A complete response lists each line of the data below that includes the word "tulip".

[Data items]
▬▬▬▬▬▬
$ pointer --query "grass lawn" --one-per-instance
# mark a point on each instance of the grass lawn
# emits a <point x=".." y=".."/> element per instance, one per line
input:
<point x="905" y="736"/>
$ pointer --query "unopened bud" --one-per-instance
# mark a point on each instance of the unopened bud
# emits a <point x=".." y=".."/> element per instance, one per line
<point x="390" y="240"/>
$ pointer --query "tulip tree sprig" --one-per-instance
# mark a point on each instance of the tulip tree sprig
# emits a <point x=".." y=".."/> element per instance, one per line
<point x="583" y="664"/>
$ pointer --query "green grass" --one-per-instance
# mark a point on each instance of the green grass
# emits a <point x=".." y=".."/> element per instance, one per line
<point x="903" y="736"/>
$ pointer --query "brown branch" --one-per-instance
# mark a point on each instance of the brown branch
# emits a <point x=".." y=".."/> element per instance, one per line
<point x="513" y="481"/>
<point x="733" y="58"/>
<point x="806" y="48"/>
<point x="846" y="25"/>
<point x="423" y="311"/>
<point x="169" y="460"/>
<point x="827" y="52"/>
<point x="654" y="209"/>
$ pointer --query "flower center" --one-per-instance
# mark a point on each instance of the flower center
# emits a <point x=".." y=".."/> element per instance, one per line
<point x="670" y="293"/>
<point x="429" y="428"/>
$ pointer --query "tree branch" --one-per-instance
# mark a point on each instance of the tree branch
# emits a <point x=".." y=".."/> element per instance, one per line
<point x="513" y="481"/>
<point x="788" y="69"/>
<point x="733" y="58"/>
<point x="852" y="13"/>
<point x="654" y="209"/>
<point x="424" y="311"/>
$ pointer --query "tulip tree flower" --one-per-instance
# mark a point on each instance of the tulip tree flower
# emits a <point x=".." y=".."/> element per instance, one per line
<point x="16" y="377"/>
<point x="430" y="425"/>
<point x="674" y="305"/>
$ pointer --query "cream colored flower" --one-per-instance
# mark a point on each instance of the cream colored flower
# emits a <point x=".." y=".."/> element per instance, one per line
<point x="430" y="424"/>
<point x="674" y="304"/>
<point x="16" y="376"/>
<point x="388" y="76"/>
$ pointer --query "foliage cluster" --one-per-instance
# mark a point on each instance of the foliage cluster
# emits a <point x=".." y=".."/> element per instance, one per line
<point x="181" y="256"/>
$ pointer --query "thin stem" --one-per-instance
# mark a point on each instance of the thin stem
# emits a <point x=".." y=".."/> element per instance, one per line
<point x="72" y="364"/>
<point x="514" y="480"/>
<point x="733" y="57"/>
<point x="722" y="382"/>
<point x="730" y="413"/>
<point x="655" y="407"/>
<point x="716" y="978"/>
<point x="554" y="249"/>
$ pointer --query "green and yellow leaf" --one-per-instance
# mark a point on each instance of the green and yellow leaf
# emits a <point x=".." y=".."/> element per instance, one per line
▬▬▬▬▬▬
● Result of the exercise:
$ pointer --query "tulip tree sprig" --one-per-instance
# mark a point on each instance of the tulip tree sprig
$ pointer --query "tulip tree flower" --one-per-instance
# mark a point on each instance of the tulip tree flower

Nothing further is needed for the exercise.